◆ What needs to be done ◆
Every entry must be copied word for word.

◆ Provided material ◆

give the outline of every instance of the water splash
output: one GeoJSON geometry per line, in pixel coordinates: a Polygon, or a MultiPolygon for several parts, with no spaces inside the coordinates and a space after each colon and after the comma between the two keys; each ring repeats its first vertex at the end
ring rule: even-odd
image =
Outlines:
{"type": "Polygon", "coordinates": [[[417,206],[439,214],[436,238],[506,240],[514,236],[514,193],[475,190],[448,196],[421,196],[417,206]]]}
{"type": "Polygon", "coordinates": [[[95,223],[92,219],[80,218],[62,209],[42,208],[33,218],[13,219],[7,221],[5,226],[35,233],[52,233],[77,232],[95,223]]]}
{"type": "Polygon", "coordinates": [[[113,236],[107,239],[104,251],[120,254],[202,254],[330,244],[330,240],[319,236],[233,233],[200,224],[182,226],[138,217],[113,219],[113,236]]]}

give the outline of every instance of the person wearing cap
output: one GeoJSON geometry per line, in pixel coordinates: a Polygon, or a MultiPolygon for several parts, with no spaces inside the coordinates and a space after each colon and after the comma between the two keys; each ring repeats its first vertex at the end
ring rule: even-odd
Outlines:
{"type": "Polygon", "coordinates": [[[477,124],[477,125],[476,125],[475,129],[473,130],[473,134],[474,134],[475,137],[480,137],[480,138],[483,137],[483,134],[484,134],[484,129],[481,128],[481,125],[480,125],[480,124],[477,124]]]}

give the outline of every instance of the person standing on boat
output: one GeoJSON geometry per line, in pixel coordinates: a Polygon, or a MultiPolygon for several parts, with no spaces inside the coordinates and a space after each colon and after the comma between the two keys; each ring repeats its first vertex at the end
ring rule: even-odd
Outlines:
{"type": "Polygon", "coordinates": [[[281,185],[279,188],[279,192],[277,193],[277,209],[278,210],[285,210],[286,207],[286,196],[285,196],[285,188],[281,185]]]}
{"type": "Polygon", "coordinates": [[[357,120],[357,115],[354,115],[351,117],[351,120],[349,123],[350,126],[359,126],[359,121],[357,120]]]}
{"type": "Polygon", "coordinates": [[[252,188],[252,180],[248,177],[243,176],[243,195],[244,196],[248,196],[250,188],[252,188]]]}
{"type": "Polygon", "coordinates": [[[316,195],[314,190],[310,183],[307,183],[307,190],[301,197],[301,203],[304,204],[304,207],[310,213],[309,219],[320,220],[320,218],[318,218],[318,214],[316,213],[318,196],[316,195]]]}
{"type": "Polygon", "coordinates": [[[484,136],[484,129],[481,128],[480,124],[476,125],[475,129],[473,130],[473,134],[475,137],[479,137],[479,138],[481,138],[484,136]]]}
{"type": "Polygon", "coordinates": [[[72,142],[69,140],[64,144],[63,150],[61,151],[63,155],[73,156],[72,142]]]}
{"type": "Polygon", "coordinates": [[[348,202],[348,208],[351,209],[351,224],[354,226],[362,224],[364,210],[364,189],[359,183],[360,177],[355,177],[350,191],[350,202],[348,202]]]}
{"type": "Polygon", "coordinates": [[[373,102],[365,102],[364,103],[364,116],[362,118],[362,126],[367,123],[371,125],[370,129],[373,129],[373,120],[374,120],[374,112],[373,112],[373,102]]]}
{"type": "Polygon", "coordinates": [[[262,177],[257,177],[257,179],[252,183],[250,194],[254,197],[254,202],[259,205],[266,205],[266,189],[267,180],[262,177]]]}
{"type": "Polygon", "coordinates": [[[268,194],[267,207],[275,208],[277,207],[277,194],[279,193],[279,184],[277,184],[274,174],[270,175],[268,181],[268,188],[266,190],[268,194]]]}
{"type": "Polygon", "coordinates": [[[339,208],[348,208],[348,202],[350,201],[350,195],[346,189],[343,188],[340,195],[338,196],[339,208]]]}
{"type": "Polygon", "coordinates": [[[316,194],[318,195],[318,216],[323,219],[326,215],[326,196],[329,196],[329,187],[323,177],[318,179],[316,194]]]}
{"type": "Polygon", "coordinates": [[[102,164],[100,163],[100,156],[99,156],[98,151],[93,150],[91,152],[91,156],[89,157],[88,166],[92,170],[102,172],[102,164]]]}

◆ Full solution ◆
give the outline of every instance of the water splash
output: one GeoJSON geometry per line, in pixel coordinates: a Polygon, or a MultiPolygon for several parts, with no spaces inside the coordinates and a space after each colon and after the comma between the two keys; each ring repeats its first vertex at the end
ring rule: even-odd
image =
Outlines:
{"type": "Polygon", "coordinates": [[[417,206],[439,214],[436,238],[506,240],[514,236],[514,193],[475,190],[448,196],[421,196],[417,206]]]}
{"type": "Polygon", "coordinates": [[[95,223],[92,219],[80,218],[62,209],[42,208],[33,218],[13,219],[7,221],[5,226],[35,233],[52,233],[77,232],[95,223]]]}
{"type": "Polygon", "coordinates": [[[113,236],[107,239],[104,251],[120,254],[202,254],[330,244],[330,240],[319,236],[233,233],[200,224],[182,226],[138,217],[113,219],[113,236]]]}

give the outline of every instance of the person wearing cap
output: one GeoJSON geometry per line, in pixel coordinates: a Polygon, or a MultiPolygon for several parts, with no spaces inside the coordinates and a space after each colon and after the comma between the two keys; each ring repeats its first vertex at the end
ring rule: even-odd
Outlines:
{"type": "Polygon", "coordinates": [[[477,124],[477,125],[476,125],[475,129],[473,130],[473,134],[474,134],[475,137],[480,137],[480,138],[483,137],[483,134],[484,134],[484,129],[481,128],[481,125],[480,125],[480,124],[477,124]]]}

give the outline of every instance of the person standing on boat
output: one GeoJSON geometry per line, in pixel coordinates: a Polygon, or a MultiPolygon for several parts, with no spaces inside the coordinates and a space after each colon and after the comma between the two keys; each ring repeats its first vertex at the end
ring rule: even-odd
Outlines:
{"type": "Polygon", "coordinates": [[[281,185],[279,188],[279,192],[277,193],[277,209],[278,210],[285,210],[286,207],[286,196],[285,196],[285,188],[281,185]]]}
{"type": "Polygon", "coordinates": [[[357,120],[357,115],[354,115],[351,117],[351,120],[349,123],[350,126],[359,126],[359,121],[357,120]]]}
{"type": "Polygon", "coordinates": [[[252,188],[252,180],[248,177],[243,176],[243,195],[244,196],[248,196],[250,188],[252,188]]]}
{"type": "Polygon", "coordinates": [[[316,195],[314,190],[310,183],[307,183],[307,190],[301,197],[301,203],[304,204],[304,207],[310,213],[309,219],[320,220],[320,218],[318,218],[318,214],[316,213],[318,196],[316,195]]]}
{"type": "Polygon", "coordinates": [[[484,136],[484,129],[481,128],[480,124],[476,125],[475,129],[473,130],[473,134],[475,137],[479,137],[479,138],[481,138],[484,136]]]}
{"type": "Polygon", "coordinates": [[[72,142],[69,140],[64,144],[63,150],[61,151],[63,155],[73,156],[72,142]]]}
{"type": "Polygon", "coordinates": [[[348,202],[348,208],[351,209],[351,224],[354,226],[362,224],[364,210],[364,189],[359,183],[360,177],[355,177],[350,191],[350,202],[348,202]]]}
{"type": "Polygon", "coordinates": [[[373,102],[365,102],[364,103],[364,116],[362,118],[362,126],[367,123],[371,125],[370,129],[373,129],[373,120],[374,120],[374,112],[373,112],[373,102]]]}
{"type": "Polygon", "coordinates": [[[262,177],[257,177],[257,179],[252,183],[250,194],[254,197],[254,202],[259,205],[266,205],[266,189],[267,180],[262,177]]]}
{"type": "Polygon", "coordinates": [[[268,194],[267,207],[275,208],[277,207],[277,194],[279,193],[279,184],[277,184],[274,174],[270,175],[268,181],[268,188],[266,190],[268,194]]]}
{"type": "Polygon", "coordinates": [[[339,208],[348,208],[348,202],[350,201],[350,195],[346,189],[343,188],[340,195],[338,196],[339,208]]]}
{"type": "Polygon", "coordinates": [[[316,194],[318,195],[318,216],[323,219],[326,215],[326,196],[329,196],[329,187],[323,177],[318,179],[316,194]]]}
{"type": "Polygon", "coordinates": [[[102,164],[100,163],[100,156],[99,156],[98,151],[93,150],[91,152],[91,156],[89,157],[88,166],[92,170],[102,172],[102,164]]]}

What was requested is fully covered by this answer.